> _Aim_
Extract the rows below word for word, from the first line through the line containing "165], [108, 162]]]", both ends included. Omit the pictures from your answer.

> _Supplied records_
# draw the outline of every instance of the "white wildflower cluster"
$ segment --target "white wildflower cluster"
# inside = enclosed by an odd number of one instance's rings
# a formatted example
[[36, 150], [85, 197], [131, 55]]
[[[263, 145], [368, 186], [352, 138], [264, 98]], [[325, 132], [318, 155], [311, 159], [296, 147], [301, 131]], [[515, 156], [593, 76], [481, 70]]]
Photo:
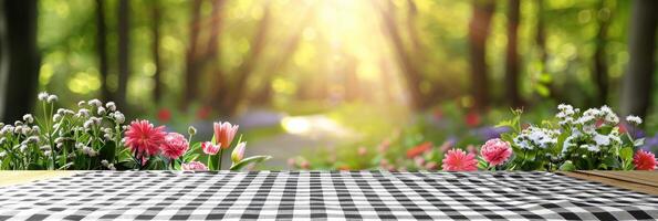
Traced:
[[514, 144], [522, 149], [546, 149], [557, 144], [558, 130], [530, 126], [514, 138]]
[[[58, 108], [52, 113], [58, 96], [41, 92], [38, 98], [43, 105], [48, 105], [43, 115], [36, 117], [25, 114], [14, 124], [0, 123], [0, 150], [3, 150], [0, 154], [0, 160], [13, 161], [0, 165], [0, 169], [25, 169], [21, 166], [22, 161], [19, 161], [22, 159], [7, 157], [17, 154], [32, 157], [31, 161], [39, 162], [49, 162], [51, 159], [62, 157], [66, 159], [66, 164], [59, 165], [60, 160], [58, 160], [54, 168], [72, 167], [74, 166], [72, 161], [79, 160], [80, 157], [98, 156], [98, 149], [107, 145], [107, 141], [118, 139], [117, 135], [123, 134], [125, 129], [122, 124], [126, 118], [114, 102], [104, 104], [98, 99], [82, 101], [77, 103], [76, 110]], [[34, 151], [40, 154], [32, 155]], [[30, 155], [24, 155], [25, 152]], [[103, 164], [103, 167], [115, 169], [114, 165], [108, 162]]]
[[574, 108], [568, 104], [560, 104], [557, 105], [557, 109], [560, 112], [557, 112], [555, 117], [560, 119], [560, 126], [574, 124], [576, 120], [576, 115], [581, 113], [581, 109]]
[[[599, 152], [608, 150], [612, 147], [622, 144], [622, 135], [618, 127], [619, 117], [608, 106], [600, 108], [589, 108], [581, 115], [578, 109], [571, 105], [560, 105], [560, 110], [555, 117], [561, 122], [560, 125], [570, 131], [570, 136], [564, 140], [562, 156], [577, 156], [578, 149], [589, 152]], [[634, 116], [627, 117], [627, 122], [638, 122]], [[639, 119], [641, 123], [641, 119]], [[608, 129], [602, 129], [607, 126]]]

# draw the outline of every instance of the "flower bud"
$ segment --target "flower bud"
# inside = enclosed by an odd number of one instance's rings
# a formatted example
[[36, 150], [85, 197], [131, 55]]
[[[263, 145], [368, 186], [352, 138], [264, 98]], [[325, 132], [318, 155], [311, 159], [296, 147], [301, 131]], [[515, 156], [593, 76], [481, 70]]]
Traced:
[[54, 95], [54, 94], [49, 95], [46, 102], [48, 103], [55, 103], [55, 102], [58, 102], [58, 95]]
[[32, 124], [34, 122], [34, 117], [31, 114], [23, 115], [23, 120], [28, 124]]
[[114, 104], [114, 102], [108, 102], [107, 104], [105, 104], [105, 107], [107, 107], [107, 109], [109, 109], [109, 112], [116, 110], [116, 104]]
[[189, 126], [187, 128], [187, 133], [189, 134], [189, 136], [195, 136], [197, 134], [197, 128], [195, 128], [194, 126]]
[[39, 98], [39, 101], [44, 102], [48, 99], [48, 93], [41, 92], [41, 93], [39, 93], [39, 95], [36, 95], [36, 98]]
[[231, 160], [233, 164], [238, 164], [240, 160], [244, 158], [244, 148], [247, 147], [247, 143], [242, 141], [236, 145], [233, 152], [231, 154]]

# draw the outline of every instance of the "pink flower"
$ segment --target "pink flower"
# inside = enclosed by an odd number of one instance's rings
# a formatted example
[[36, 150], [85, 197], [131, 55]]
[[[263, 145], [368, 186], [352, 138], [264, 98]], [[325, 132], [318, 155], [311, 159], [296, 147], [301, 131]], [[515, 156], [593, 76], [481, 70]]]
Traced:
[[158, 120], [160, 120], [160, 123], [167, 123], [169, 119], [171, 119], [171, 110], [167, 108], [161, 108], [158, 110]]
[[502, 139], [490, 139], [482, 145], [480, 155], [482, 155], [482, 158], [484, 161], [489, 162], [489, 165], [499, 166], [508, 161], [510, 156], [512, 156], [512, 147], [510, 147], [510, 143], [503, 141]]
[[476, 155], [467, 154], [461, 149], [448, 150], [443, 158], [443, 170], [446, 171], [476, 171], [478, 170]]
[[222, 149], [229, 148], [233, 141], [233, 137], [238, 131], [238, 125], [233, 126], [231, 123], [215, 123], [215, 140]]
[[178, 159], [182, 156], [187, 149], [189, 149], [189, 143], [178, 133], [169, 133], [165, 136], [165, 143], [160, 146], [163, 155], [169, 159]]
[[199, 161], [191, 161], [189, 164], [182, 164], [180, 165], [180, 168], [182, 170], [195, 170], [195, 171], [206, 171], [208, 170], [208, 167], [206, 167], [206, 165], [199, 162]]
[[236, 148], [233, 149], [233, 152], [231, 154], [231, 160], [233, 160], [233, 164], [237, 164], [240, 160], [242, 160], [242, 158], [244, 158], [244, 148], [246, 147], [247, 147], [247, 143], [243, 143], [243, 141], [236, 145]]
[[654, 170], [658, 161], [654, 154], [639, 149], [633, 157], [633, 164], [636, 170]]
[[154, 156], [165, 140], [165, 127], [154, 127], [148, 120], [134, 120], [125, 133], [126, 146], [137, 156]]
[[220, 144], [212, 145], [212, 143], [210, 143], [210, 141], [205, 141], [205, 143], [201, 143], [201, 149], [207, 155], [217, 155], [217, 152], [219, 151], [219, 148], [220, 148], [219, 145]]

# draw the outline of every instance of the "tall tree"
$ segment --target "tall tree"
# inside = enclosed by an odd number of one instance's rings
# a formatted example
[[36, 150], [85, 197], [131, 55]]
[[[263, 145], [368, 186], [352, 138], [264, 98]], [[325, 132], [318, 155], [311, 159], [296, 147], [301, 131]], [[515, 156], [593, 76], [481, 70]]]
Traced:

> _Exercise result_
# draw the outline of every instance of the "white wildflower cluster"
$ segment --target "white wildflower cluster"
# inside = enclosed by an odd number of one instance's rings
# a formatted example
[[36, 150], [85, 197], [131, 55]]
[[[263, 145], [368, 186], [352, 138], [264, 98]], [[325, 132], [318, 155], [311, 159], [296, 147], [301, 131]], [[515, 156], [593, 76], [481, 70]]]
Photo:
Traced:
[[514, 144], [522, 149], [546, 149], [557, 144], [558, 130], [530, 126], [514, 138]]
[[[58, 108], [52, 113], [58, 96], [41, 92], [38, 98], [43, 105], [48, 105], [43, 115], [36, 117], [25, 114], [14, 124], [0, 123], [0, 150], [3, 150], [0, 154], [0, 160], [13, 161], [0, 165], [0, 169], [25, 169], [21, 166], [22, 161], [19, 161], [22, 159], [7, 157], [17, 154], [32, 157], [31, 161], [39, 162], [49, 162], [51, 159], [62, 157], [66, 159], [66, 164], [59, 165], [60, 160], [58, 160], [54, 168], [72, 167], [74, 166], [72, 161], [79, 160], [80, 157], [98, 156], [98, 149], [107, 145], [107, 141], [118, 139], [117, 135], [123, 134], [125, 129], [122, 124], [126, 118], [114, 102], [104, 104], [98, 99], [82, 101], [77, 103], [76, 110]], [[34, 151], [40, 154], [32, 155]], [[30, 155], [24, 155], [25, 152]], [[103, 164], [103, 167], [115, 169], [114, 165], [108, 162]]]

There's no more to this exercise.